▶ Document segment:
######

The feed and expansion cistern is usually situated in the loft – often near the cold water storage cistern – and forms the highest point of the central heating system. It is supplied by the rising main, and is generally the smaller of the two cisterns: in a typical home, it will have a capacity of around 4 gallons (18 litres).


General overview

The flow of water into the cistern is controlled by a ball valve. Should the ball valve fail or water enter the cistern in the event of a broken hot water cylinder coil, an overflow pipe carries the water away, discharging outdoors. The overflow pipe should be fitted at a constant fall, and its exit outside should be clearly visible so as to alert the homeowner to a fault. The overflow should be at least 19mm in diameter, and should be capable of evacuating all of the excess water under maximum fault conditions, such as in the complete failure of the ball valve. An isolation valve must be fitted to the mains pipe supplying the cistern.

A tank connector connects the cistern to a feed pipe which supplies the central heating system with water and allows for the water, when heated, to flow back up into the cistern as it expands. This pipe should be at least 15mm in diameter and must never be fitted with an isolation valve.

Another pipe connected to the central heating system rises up above the cistern to form a ‘U’ shape, and points down into it without coming into contact with the water. This pipe is known as the vent pipe, and serves as an exit point for any air which may have got into the system or any gases which may have formed inside it, such as hydrogen. The vent pipe should be at least 22mm in diameter, and should rise at least 450mm above the maximum water level in the cistern in order to prevent the system from pumping over. This fault may also occur when the pump is installed incorrectly or is set at too high a speed, causing water to discharge into the cistern through the vent pipe. This process enriches the water with oxygen, much like an aerator in a fish tank, and the oxygen-rich water will quickly ruin the entire heating system via internal corrosion if left uncorrected. Similarly, the pump must not be installed in a position which will draw air into the system via the vent pipe.


Like the cold storage cistern, feed and expansion cisterns are generally made from plastics – either polyethylene, polypropylene, or polyvinyl chloride (PVC), although glass-reinforced polyester (GRP) may also be encountered.

######

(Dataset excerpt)
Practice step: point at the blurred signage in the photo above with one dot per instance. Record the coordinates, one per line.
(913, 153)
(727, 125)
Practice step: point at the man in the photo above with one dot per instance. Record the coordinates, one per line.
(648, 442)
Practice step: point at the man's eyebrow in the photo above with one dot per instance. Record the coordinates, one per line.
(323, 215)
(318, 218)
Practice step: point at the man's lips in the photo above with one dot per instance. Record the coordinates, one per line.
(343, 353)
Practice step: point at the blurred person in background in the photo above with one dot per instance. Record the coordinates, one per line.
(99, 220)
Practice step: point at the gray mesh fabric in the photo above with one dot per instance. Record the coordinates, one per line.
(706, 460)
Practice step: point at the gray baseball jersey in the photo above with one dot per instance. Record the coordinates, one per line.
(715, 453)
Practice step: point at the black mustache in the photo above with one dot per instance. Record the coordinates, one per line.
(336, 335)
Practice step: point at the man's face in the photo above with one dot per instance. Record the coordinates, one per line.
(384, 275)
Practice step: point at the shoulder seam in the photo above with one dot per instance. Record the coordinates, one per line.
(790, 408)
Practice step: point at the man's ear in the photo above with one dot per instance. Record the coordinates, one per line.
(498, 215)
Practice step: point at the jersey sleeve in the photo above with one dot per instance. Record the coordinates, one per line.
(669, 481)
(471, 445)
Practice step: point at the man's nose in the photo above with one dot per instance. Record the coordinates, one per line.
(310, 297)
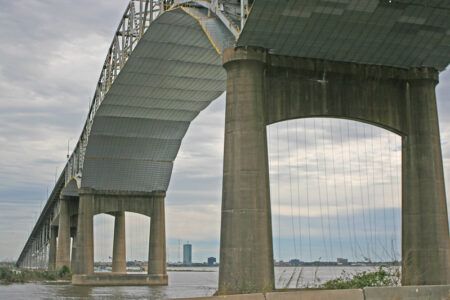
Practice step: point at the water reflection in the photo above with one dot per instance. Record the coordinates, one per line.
(183, 283)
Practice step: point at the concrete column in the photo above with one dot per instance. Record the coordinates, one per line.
(74, 249)
(425, 232)
(246, 253)
(85, 235)
(119, 264)
(157, 244)
(63, 249)
(52, 249)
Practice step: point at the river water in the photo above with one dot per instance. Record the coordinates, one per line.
(195, 282)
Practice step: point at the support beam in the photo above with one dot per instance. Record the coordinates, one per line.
(74, 249)
(246, 254)
(52, 248)
(85, 235)
(63, 249)
(425, 232)
(119, 264)
(157, 244)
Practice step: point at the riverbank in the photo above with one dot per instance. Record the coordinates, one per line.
(9, 275)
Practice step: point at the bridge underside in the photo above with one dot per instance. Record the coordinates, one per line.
(263, 88)
(371, 61)
(399, 33)
(173, 74)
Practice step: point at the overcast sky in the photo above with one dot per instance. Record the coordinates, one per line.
(51, 55)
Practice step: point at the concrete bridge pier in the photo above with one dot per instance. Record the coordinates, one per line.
(52, 248)
(425, 231)
(119, 263)
(85, 235)
(157, 242)
(73, 260)
(63, 249)
(246, 254)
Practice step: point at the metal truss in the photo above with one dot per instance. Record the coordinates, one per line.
(136, 20)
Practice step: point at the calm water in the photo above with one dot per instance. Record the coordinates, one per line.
(182, 283)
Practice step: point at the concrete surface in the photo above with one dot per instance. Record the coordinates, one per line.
(246, 254)
(157, 242)
(377, 293)
(409, 293)
(119, 258)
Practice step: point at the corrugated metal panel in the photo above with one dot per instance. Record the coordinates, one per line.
(393, 33)
(172, 75)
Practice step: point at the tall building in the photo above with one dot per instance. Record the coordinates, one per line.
(187, 254)
(211, 261)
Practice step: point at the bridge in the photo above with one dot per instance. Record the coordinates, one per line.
(374, 61)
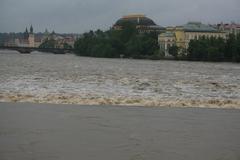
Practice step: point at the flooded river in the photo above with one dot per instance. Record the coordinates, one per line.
(68, 79)
(69, 132)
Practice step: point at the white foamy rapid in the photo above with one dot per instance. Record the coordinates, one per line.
(49, 78)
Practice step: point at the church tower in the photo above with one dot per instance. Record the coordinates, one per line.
(31, 38)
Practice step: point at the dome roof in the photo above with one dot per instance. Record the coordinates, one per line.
(136, 20)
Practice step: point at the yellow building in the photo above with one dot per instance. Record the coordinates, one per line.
(182, 35)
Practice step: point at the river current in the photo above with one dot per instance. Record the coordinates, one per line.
(69, 79)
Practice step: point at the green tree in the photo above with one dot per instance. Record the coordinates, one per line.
(173, 50)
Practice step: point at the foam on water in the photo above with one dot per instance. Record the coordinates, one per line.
(49, 78)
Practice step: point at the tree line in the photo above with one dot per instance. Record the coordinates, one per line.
(127, 42)
(211, 49)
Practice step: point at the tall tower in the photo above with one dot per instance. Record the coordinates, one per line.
(25, 34)
(31, 38)
(31, 30)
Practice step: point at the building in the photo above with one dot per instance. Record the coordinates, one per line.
(142, 23)
(231, 28)
(182, 35)
(28, 39)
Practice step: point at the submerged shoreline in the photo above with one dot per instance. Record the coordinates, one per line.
(123, 101)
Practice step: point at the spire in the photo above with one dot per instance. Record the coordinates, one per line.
(31, 29)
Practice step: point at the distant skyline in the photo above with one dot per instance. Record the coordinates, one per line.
(78, 16)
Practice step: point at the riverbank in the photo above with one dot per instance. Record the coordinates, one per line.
(122, 101)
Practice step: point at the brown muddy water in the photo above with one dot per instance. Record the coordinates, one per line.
(68, 79)
(71, 132)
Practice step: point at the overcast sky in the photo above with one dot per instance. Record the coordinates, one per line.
(78, 16)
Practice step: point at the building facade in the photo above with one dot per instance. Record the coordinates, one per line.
(143, 24)
(231, 28)
(182, 35)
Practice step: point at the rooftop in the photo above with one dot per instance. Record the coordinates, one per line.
(198, 27)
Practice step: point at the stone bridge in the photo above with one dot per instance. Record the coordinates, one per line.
(27, 50)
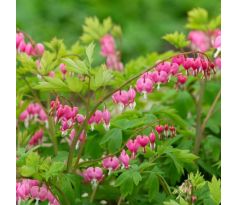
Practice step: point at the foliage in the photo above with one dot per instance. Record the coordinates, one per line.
(156, 174)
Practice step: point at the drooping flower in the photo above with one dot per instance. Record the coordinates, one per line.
(133, 146)
(143, 141)
(125, 159)
(111, 163)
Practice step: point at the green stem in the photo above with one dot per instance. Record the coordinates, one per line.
(93, 193)
(72, 147)
(120, 200)
(198, 138)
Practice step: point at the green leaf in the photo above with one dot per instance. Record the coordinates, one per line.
(197, 19)
(170, 202)
(146, 165)
(126, 183)
(197, 180)
(76, 66)
(51, 84)
(91, 30)
(27, 171)
(102, 77)
(182, 201)
(179, 157)
(74, 84)
(136, 177)
(89, 52)
(215, 190)
(33, 159)
(176, 39)
(114, 139)
(152, 184)
(215, 23)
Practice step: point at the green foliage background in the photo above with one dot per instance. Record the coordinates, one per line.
(143, 22)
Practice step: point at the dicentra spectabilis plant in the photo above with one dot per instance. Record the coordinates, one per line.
(93, 129)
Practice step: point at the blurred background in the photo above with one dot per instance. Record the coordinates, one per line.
(143, 22)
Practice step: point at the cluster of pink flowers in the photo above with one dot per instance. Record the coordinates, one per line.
(125, 98)
(95, 174)
(66, 115)
(166, 131)
(31, 189)
(28, 48)
(203, 41)
(81, 137)
(108, 49)
(100, 117)
(33, 112)
(36, 138)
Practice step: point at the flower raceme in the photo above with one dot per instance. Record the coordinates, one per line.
(203, 41)
(125, 98)
(124, 159)
(34, 112)
(111, 163)
(31, 189)
(36, 138)
(100, 117)
(165, 131)
(31, 50)
(108, 50)
(94, 175)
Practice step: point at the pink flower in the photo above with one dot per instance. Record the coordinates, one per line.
(113, 62)
(179, 59)
(133, 146)
(107, 45)
(217, 42)
(36, 138)
(163, 77)
(159, 129)
(121, 97)
(63, 69)
(152, 139)
(199, 40)
(19, 39)
(22, 46)
(35, 192)
(164, 66)
(111, 163)
(43, 193)
(218, 62)
(80, 118)
(106, 116)
(172, 131)
(143, 141)
(124, 158)
(131, 97)
(93, 174)
(39, 49)
(98, 116)
(174, 68)
(23, 116)
(181, 79)
(51, 74)
(28, 49)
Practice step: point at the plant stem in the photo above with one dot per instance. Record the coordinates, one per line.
(120, 200)
(72, 147)
(198, 138)
(93, 193)
(211, 110)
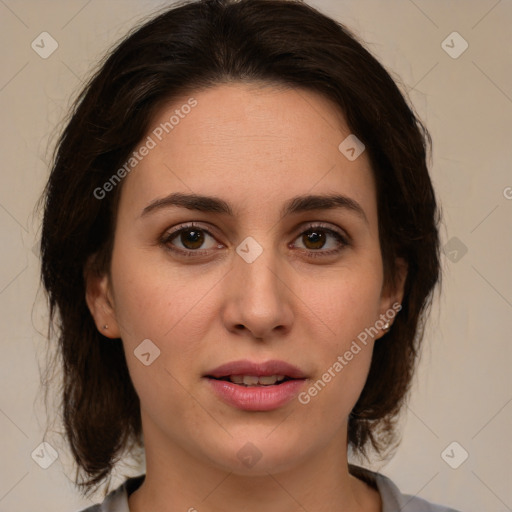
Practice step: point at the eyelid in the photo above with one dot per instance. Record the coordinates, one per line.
(342, 237)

######

▶ What the task requires: In the text on feed and expansion cisterns, how far above the maximum water level in the cistern should the vent pipe rise?

▶ Output of the task: At least 450mm.